- Task brief:
Convert every line of the entries below into a JSON list of strings, one string per line, skipping blank lines. Leave the pictures out of the result.

[Outline entries for images]

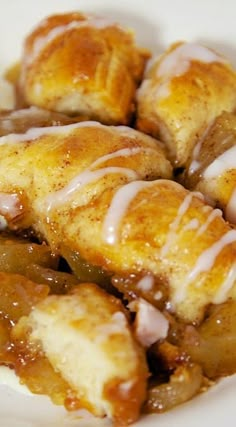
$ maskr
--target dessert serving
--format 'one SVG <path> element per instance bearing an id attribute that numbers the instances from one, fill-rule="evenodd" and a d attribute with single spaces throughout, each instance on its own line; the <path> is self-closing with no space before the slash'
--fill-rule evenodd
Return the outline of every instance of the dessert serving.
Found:
<path id="1" fill-rule="evenodd" d="M 117 427 L 236 373 L 236 74 L 196 43 L 149 57 L 49 16 L 0 112 L 0 364 Z"/>

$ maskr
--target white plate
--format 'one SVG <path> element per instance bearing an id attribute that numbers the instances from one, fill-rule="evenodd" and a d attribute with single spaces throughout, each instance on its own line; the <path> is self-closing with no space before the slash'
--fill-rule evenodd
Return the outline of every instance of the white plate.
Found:
<path id="1" fill-rule="evenodd" d="M 236 65 L 234 0 L 0 0 L 0 66 L 18 59 L 24 35 L 39 19 L 68 10 L 92 11 L 133 27 L 137 40 L 160 52 L 176 40 L 204 42 Z M 6 369 L 0 369 L 2 427 L 103 427 L 105 421 L 82 420 L 51 404 L 44 396 L 26 394 Z M 7 385 L 6 385 L 7 383 Z M 19 389 L 21 392 L 19 393 Z M 18 390 L 18 391 L 17 391 Z M 22 391 L 24 392 L 22 394 Z M 235 420 L 236 377 L 166 414 L 143 418 L 141 427 L 217 427 Z"/>

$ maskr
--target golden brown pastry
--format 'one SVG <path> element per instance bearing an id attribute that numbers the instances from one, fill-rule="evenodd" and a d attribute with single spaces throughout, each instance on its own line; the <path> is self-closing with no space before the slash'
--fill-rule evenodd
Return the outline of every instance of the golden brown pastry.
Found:
<path id="1" fill-rule="evenodd" d="M 145 297 L 152 289 L 157 307 L 164 288 L 165 306 L 186 322 L 235 298 L 236 230 L 201 194 L 145 181 L 171 173 L 148 136 L 84 122 L 0 144 L 1 194 L 21 203 L 10 225 L 31 225 L 62 255 L 69 248 L 117 276 L 136 276 L 134 290 Z"/>
<path id="2" fill-rule="evenodd" d="M 160 138 L 175 166 L 222 111 L 236 107 L 236 75 L 213 50 L 176 43 L 151 63 L 137 93 L 138 129 Z"/>
<path id="3" fill-rule="evenodd" d="M 132 32 L 107 19 L 53 15 L 25 40 L 23 98 L 28 105 L 127 124 L 146 59 Z"/>
<path id="4" fill-rule="evenodd" d="M 116 426 L 138 418 L 146 398 L 145 352 L 121 301 L 98 286 L 80 284 L 67 295 L 44 298 L 11 336 L 15 345 L 26 340 L 28 353 L 43 351 L 66 382 L 74 408 L 107 416 Z"/>
<path id="5" fill-rule="evenodd" d="M 84 116 L 68 117 L 38 107 L 0 112 L 0 136 L 24 133 L 32 127 L 62 126 L 86 120 Z"/>
<path id="6" fill-rule="evenodd" d="M 236 223 L 236 115 L 221 114 L 186 167 L 184 184 L 201 191 L 226 220 Z"/>

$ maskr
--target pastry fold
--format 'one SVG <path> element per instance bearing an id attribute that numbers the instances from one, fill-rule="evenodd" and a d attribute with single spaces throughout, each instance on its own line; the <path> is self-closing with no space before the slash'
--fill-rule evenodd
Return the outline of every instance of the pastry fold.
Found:
<path id="1" fill-rule="evenodd" d="M 187 188 L 201 191 L 236 224 L 236 115 L 222 113 L 198 143 L 184 173 Z"/>
<path id="2" fill-rule="evenodd" d="M 137 92 L 137 128 L 160 138 L 176 167 L 222 111 L 236 107 L 236 75 L 224 57 L 176 43 L 151 60 Z"/>
<path id="3" fill-rule="evenodd" d="M 169 179 L 170 164 L 150 137 L 83 122 L 0 144 L 1 196 L 19 198 L 15 215 L 8 212 L 12 228 L 33 227 L 66 259 L 79 253 L 118 277 L 136 277 L 134 289 L 185 322 L 235 298 L 236 231 L 200 193 Z"/>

- Answer to the task:
[
  "$ maskr",
  "--target dessert serving",
  "--format 'one SVG <path> element per instance bearing an id attribute that numbers the instances from one, fill-rule=\"evenodd\" and a d attribute with single spaces throughout, each instance on its own line; the <path> is self-closing with no space before the slash'",
  "--fill-rule evenodd",
  "Return the outline of every instance of the dessert serving.",
  "Found:",
  "<path id=\"1\" fill-rule=\"evenodd\" d=\"M 117 427 L 236 373 L 236 74 L 196 43 L 149 57 L 49 16 L 0 112 L 0 364 Z\"/>",
  "$ maskr",
  "--target white plate",
  "--format 'one SVG <path> element per instance bearing an id attribute that numbers the instances from one, fill-rule=\"evenodd\" and a d attribute with single spaces throughout, each instance on its own line; the <path> is self-closing with no space before the slash'",
  "--fill-rule evenodd",
  "Return the outline of every instance of the white plate.",
  "Found:",
  "<path id=\"1\" fill-rule=\"evenodd\" d=\"M 236 65 L 234 0 L 0 0 L 0 66 L 18 59 L 24 35 L 39 19 L 68 10 L 92 11 L 133 27 L 137 40 L 160 52 L 176 40 L 204 42 Z M 6 369 L 0 369 L 2 427 L 103 427 L 105 421 L 82 420 L 51 404 L 44 396 L 26 394 Z M 7 385 L 6 385 L 7 383 Z M 19 389 L 21 392 L 19 393 Z M 18 390 L 18 391 L 17 391 Z M 22 391 L 24 392 L 22 394 Z M 235 420 L 236 377 L 166 414 L 143 418 L 141 427 L 217 427 Z\"/>",
  "$ maskr",
  "--target golden brown pastry",
  "--format 'one SVG <path> element per instance bearing an id attribute that numbers the instances from one, fill-rule=\"evenodd\" and a d attribute with single spaces throughout, each instance on its own line; the <path> is self-closing with no space before the slash'",
  "--fill-rule evenodd",
  "Return the outline of every instance of the golden brown pastry.",
  "Found:",
  "<path id=\"1\" fill-rule=\"evenodd\" d=\"M 145 297 L 152 289 L 157 307 L 164 288 L 165 306 L 186 322 L 235 298 L 236 230 L 201 194 L 145 181 L 171 173 L 148 136 L 84 122 L 0 144 L 1 194 L 21 203 L 10 225 L 31 225 L 62 255 L 69 248 L 117 276 L 136 276 L 134 290 Z\"/>",
  "<path id=\"2\" fill-rule=\"evenodd\" d=\"M 160 138 L 175 166 L 222 111 L 236 107 L 236 75 L 213 50 L 176 43 L 151 63 L 137 93 L 138 129 Z\"/>",
  "<path id=\"3\" fill-rule=\"evenodd\" d=\"M 132 32 L 107 19 L 53 15 L 25 40 L 23 98 L 28 105 L 127 124 L 146 59 Z\"/>",
  "<path id=\"4\" fill-rule=\"evenodd\" d=\"M 116 426 L 138 418 L 146 398 L 145 352 L 121 301 L 98 286 L 80 284 L 67 295 L 44 298 L 11 336 L 15 345 L 26 340 L 28 353 L 43 351 L 66 382 L 74 408 L 107 416 Z\"/>",
  "<path id=\"5\" fill-rule=\"evenodd\" d=\"M 84 116 L 68 117 L 38 107 L 0 112 L 0 136 L 24 133 L 32 127 L 62 126 L 86 120 Z\"/>",
  "<path id=\"6\" fill-rule=\"evenodd\" d=\"M 236 223 L 236 115 L 221 114 L 186 167 L 184 184 L 201 191 L 226 220 Z\"/>",
  "$ maskr",
  "--target pastry fold",
  "--format 'one SVG <path> element per instance bearing an id attribute that numbers the instances from one, fill-rule=\"evenodd\" and a d attribute with single spaces throughout, each instance on its own line; the <path> is self-closing with no space before the slash'",
  "--fill-rule evenodd",
  "Return the outline of every instance of the pastry fold.",
  "Found:",
  "<path id=\"1\" fill-rule=\"evenodd\" d=\"M 187 188 L 201 191 L 236 224 L 236 115 L 222 113 L 198 143 L 184 173 Z\"/>",
  "<path id=\"2\" fill-rule=\"evenodd\" d=\"M 137 92 L 137 128 L 160 138 L 176 167 L 222 111 L 236 107 L 236 75 L 224 57 L 176 43 L 151 60 Z\"/>",
  "<path id=\"3\" fill-rule=\"evenodd\" d=\"M 169 179 L 170 164 L 150 137 L 83 122 L 0 144 L 1 196 L 19 198 L 15 215 L 8 212 L 12 228 L 33 227 L 66 259 L 79 253 L 118 277 L 136 277 L 134 289 L 185 322 L 235 298 L 236 231 L 200 193 Z\"/>"
]